• **Task details**
Repeat the listing below verbatim, without its images.

• **Provided material**
--- START ---

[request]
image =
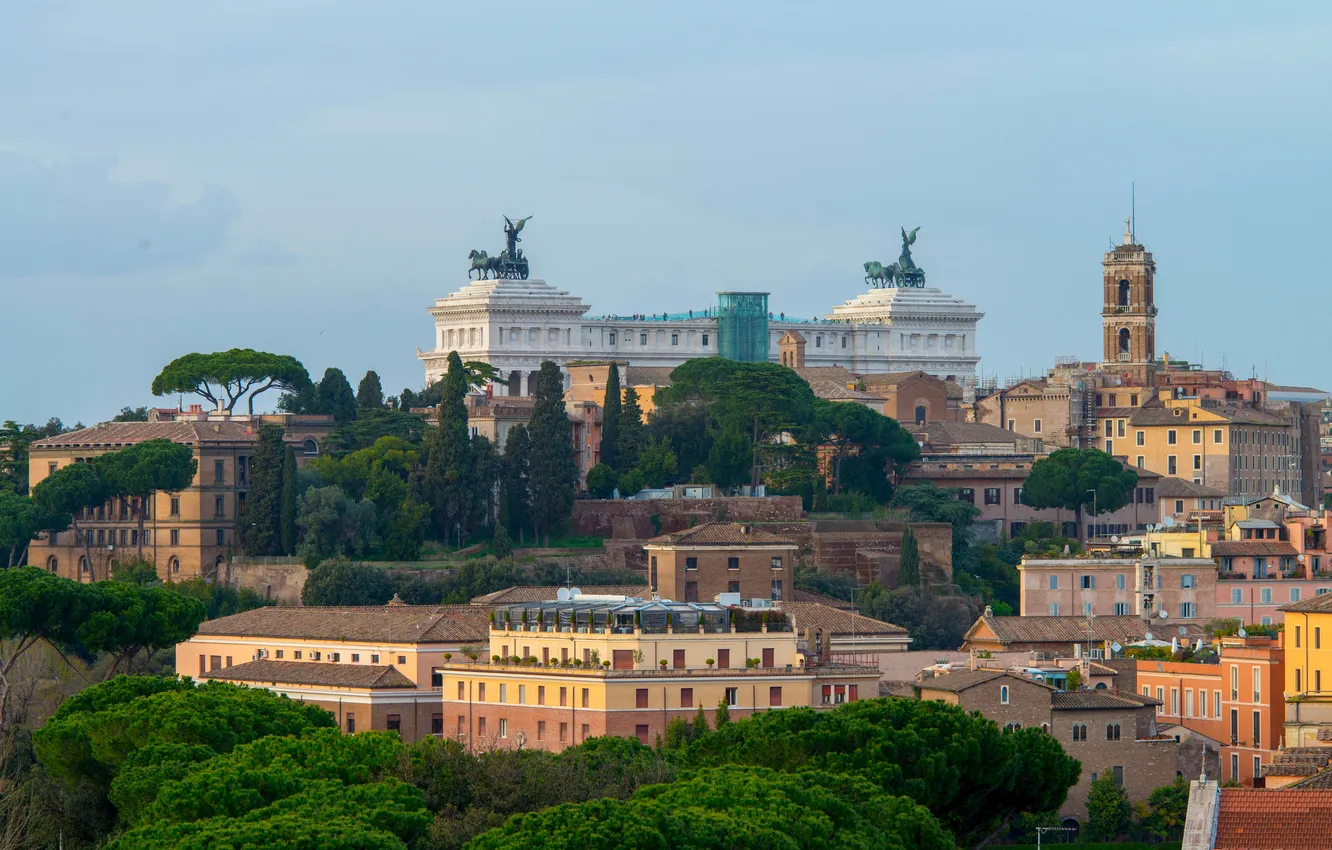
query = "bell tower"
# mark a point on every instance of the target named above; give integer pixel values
(1128, 316)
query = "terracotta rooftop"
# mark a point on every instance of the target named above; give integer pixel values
(721, 534)
(115, 434)
(1096, 700)
(1274, 820)
(388, 624)
(521, 594)
(1124, 629)
(835, 621)
(313, 673)
(1243, 548)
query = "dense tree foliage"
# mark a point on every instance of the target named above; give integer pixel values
(225, 377)
(961, 766)
(733, 806)
(553, 472)
(1079, 480)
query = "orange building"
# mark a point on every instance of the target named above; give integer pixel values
(1236, 701)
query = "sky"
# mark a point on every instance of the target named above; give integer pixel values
(308, 176)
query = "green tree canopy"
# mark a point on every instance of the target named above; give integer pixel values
(961, 766)
(733, 806)
(1079, 480)
(333, 396)
(337, 581)
(369, 393)
(553, 474)
(225, 377)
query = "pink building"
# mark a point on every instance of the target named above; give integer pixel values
(1166, 589)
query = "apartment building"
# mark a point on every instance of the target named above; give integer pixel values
(566, 670)
(1236, 700)
(187, 534)
(372, 668)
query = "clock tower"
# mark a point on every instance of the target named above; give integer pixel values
(1128, 316)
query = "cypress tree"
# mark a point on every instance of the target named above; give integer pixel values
(610, 419)
(516, 497)
(630, 432)
(446, 461)
(909, 566)
(369, 395)
(553, 469)
(288, 510)
(261, 522)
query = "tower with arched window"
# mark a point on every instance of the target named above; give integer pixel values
(1128, 317)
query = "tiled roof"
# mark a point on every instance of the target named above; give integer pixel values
(1270, 548)
(1095, 700)
(822, 598)
(721, 534)
(897, 689)
(1124, 629)
(648, 376)
(835, 621)
(958, 682)
(388, 624)
(1311, 605)
(313, 673)
(950, 433)
(1274, 820)
(113, 434)
(1183, 488)
(522, 594)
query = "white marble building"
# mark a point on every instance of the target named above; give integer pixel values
(516, 324)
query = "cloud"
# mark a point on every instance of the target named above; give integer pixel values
(75, 219)
(268, 253)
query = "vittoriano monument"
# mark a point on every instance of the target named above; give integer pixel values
(905, 272)
(509, 264)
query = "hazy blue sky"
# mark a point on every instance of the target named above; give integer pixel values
(308, 176)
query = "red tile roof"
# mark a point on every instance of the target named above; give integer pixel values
(1274, 820)
(1243, 548)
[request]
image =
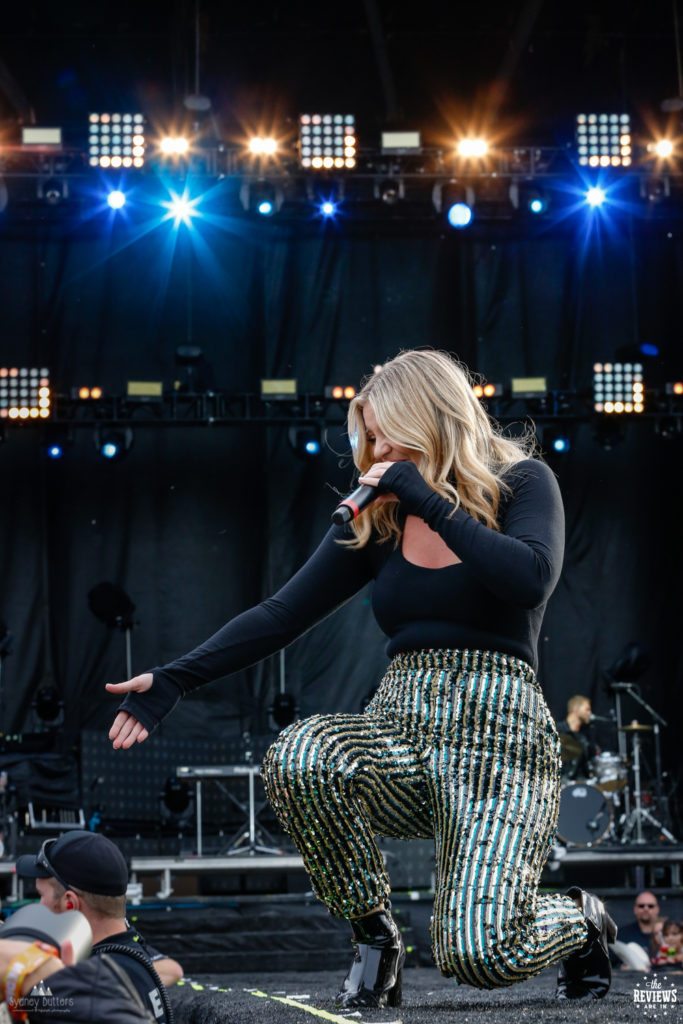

--- END ---

• **Solved problem**
[request]
image =
query = "bell tower"
# mark a point on every instance of the target named above; give integer pixel values
(1128, 316)
query = "terracotta rooftop"
# mark a point on every instance of the target named above; give integer pixel values
(721, 534)
(115, 434)
(1096, 700)
(1274, 820)
(388, 624)
(521, 594)
(1124, 629)
(835, 621)
(313, 673)
(1243, 548)
query = "dense tree foliage"
# mark a point on every instance of the target named above; give integer pixel values
(225, 377)
(961, 766)
(733, 806)
(553, 472)
(1079, 480)
query = "orange building"
# mark a point on every instance of the target named above; give integer pixel values
(1236, 701)
query = "sky"
# mark a point on every instance of the target named above; give integer pixel values
(308, 176)
query = "green tree canopy"
# mark a point on every instance of the target named above; give integer pixel values
(961, 766)
(733, 806)
(1079, 480)
(333, 396)
(337, 581)
(369, 393)
(553, 474)
(225, 377)
query = "pink building"
# mark a point on every instance of the target named above; give integer pixel values
(1166, 589)
query = "apartment building"
# mark a point on every instance of the target named above; give integer pixel values
(566, 670)
(1236, 700)
(187, 534)
(372, 668)
query = "clock tower"
# mark a point on every instance of the target named above; give integer pixel values
(1128, 316)
query = "cypress tree"
# mark a point on every instance of the target named above; give integer pixel values
(610, 419)
(516, 497)
(630, 432)
(446, 461)
(909, 566)
(369, 395)
(553, 469)
(288, 510)
(261, 522)
query = "tower with arched window"
# mark a point on every instance of the target named above; give integer pixel values
(1128, 317)
query = "tiled roof"
# mark a point on every instance of the target named above; give integer pixel values
(1270, 548)
(1095, 700)
(822, 598)
(721, 534)
(897, 689)
(1124, 629)
(648, 376)
(835, 621)
(958, 682)
(388, 624)
(1311, 605)
(313, 673)
(950, 433)
(1274, 820)
(113, 434)
(1183, 488)
(522, 594)
query = "white marble building"
# mark a point on every instance of the target named above; give integer pixel values
(516, 324)
query = "cloud"
# mark a point on every instance of the target named above; give integer pixel values
(75, 219)
(268, 253)
query = "vittoriano monument"
# mark a point on every instance of the target named above; give integer pixel values
(905, 272)
(509, 264)
query = "hazy blue sky"
# mark a point on every instance of the target named above; give integer pixel values
(308, 176)
query = "red tile roof"
# mark a point on every instance of the target named above; give integer pixel values
(1274, 820)
(1243, 548)
[request]
image =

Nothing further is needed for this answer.